Records from a dataset:
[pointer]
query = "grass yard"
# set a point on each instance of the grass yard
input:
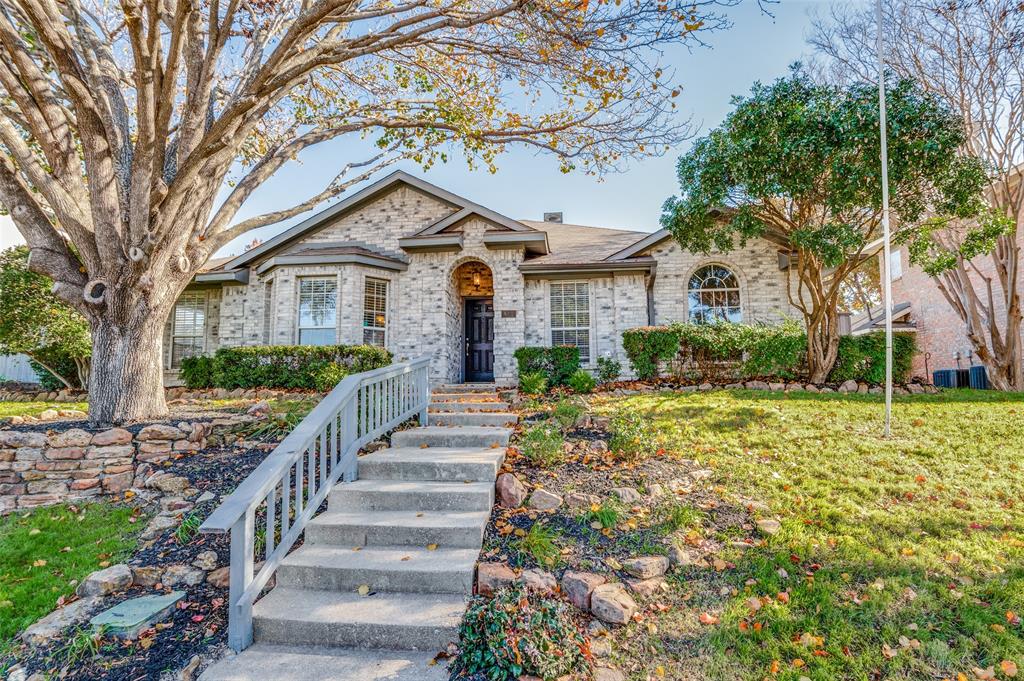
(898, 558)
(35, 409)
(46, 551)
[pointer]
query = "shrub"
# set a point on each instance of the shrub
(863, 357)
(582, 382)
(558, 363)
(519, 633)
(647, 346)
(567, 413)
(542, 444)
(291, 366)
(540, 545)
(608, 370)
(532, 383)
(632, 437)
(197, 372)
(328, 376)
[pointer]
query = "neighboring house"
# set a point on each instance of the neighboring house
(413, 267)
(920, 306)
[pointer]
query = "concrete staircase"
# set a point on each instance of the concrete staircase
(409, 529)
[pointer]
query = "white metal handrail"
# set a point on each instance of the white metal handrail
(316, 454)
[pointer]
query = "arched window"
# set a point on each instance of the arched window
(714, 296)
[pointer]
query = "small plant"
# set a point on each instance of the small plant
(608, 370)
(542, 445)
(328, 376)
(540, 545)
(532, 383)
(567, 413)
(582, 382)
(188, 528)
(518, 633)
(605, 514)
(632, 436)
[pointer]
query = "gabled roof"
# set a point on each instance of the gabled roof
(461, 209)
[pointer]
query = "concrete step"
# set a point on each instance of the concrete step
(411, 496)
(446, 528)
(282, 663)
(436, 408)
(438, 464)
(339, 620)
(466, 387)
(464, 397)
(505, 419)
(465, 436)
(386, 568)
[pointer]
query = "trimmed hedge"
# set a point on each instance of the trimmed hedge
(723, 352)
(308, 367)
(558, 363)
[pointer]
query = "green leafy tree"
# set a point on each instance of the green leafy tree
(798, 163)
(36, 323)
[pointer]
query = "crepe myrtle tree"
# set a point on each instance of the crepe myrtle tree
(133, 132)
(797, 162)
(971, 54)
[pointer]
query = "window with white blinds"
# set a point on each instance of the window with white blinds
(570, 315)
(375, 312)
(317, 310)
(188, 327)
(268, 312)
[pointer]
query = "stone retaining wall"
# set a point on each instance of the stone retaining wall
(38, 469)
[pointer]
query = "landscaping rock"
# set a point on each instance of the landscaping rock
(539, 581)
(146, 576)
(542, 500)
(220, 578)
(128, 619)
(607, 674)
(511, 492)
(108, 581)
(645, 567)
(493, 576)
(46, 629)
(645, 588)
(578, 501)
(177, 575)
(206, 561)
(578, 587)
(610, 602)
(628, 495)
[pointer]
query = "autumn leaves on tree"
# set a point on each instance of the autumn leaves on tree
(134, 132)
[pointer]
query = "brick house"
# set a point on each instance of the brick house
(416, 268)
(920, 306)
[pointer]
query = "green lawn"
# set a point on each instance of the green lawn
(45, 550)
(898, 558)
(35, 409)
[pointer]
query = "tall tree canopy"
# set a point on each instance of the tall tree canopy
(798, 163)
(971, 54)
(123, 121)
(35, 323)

Work instructions: A verbatim copy of every record is required, with all pictures excluded.

Exercise response:
[pointer]
query = "grass yard"
# set a point on each instance of the grass yard
input:
(898, 558)
(35, 409)
(46, 551)
[pointer]
query = "shrub"
# set a point on each instance of the shrub
(863, 357)
(582, 382)
(558, 363)
(519, 633)
(647, 346)
(567, 413)
(542, 444)
(291, 366)
(540, 545)
(608, 370)
(532, 383)
(632, 437)
(197, 372)
(328, 376)
[pointer]
query = "neighboring house"
# set a point on each instance of the neighboring house
(413, 267)
(920, 306)
[pointer]
query = "concrete staircase"
# set a point on each instance of the concrete staircase
(409, 529)
[pointer]
query = "white metal handrail"
# set a point on each instance of the white metal handrail
(316, 454)
[pointer]
query = "arched window"
# set a point on each instance of the arched window
(714, 296)
[pointer]
query = "small plant"
# set a point on each instance of the small plant
(608, 370)
(542, 445)
(328, 376)
(540, 545)
(532, 383)
(567, 413)
(582, 382)
(188, 528)
(518, 633)
(605, 514)
(632, 436)
[pointer]
query = "gabled roof"
# set a point on each instance of the gabled roof
(461, 209)
[pointer]
query = "concrete step"
# set a point on each instance of the concrete step
(411, 496)
(446, 528)
(282, 663)
(436, 408)
(438, 464)
(339, 620)
(466, 387)
(464, 397)
(505, 419)
(465, 436)
(386, 568)
[pointer]
query = "trimmed hedge"
# set a point on each instance of the trimmed hedge
(723, 352)
(308, 367)
(558, 363)
[pointer]
query = "green leafy tree"
# set a point on each instance of the green leafy tree
(798, 163)
(36, 323)
[pointer]
query = "crepe myrtle tree"
# set a point on each instance of the crepe myrtle tree
(133, 132)
(797, 162)
(971, 54)
[pointer]
query = "window with white blinds"
# set a point on each instance of the window with white blinds
(570, 315)
(375, 312)
(317, 310)
(188, 327)
(268, 312)
[pointer]
query = "stone retaining wall"
# set a point on each instance of the stone retaining wall
(38, 469)
[pointer]
query = "landscaping rock"
# set a point on each instance of the landscaping rock
(539, 581)
(146, 576)
(542, 500)
(220, 578)
(128, 619)
(607, 674)
(511, 492)
(108, 581)
(645, 567)
(493, 576)
(46, 629)
(645, 588)
(578, 501)
(177, 575)
(206, 561)
(578, 587)
(610, 602)
(628, 495)
[pointer]
query = "autumn leaves on tree"
# set a point on each instance of the autumn leaves on tree
(134, 132)
[pointer]
query = "brick house"
# set a point on each instance of the brick house
(416, 268)
(920, 306)
[pointer]
query = "green lawn"
# set a point on each instance of the green lawn
(45, 550)
(898, 558)
(35, 409)
[pointer]
query = "tall tree canopy"
# set a point on each instance of the tall tree canopy
(798, 163)
(971, 54)
(123, 121)
(35, 323)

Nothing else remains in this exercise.